▸ **WHAT IS BEING ASKED**
Your reply should reproduce each record precisely as written.

------ RECORDED INFORMATION ------

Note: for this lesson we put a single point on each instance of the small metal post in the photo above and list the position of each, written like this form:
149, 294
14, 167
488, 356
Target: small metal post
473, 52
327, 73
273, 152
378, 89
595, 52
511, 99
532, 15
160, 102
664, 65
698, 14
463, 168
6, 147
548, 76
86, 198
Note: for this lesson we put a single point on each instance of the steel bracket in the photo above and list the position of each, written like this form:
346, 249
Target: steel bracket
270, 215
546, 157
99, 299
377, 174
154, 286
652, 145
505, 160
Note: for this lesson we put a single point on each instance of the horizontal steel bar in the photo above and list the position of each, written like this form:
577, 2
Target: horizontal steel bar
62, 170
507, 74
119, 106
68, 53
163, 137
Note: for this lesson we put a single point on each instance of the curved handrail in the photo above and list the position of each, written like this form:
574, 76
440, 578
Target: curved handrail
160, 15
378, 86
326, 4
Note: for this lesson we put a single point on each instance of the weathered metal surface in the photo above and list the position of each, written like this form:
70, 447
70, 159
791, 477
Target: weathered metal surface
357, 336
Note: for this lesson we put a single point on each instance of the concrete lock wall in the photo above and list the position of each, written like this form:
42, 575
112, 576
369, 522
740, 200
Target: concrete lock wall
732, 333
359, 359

------

▸ **EXERCISE ANSWER**
Note: for this lesson we put a single point on each instance of the small metal post in the photo above and list the position of each, written like this form:
149, 294
14, 167
488, 356
Target: small metal post
473, 52
327, 73
273, 152
378, 89
595, 52
511, 99
532, 15
160, 102
664, 65
698, 14
463, 168
6, 147
548, 76
86, 198
Note: for this lesson we put a single point on each instance of the steel bracket in the photo above and list the position of each, written like this form:
346, 249
Target: steel bracket
270, 215
546, 157
99, 299
377, 174
154, 286
652, 145
505, 160
Note: for this lesson we put a single point on each instance of the horizontal steel bar in the photo above and list the position of each, written like this form:
577, 2
Target: horizontal steel bar
62, 170
507, 74
119, 106
68, 53
163, 137
Note: for this lesson we put a single point on each instance of the curved handrail in the photo above and list the position of each, written like this form:
574, 76
440, 578
Target: curved handrail
160, 15
378, 86
326, 4
Note: for this lesson we put a single point on each instance of the weathered metal surface in the photo above and list the position of each, written like this form:
70, 447
70, 159
791, 477
Target: weathered metal surface
357, 336
Note: for this lesson we put a single point on each instance of the concrete lock wall in the photo above and list the position of each, written like this form:
42, 575
112, 576
369, 522
740, 200
Target: concrete lock wall
732, 333
359, 359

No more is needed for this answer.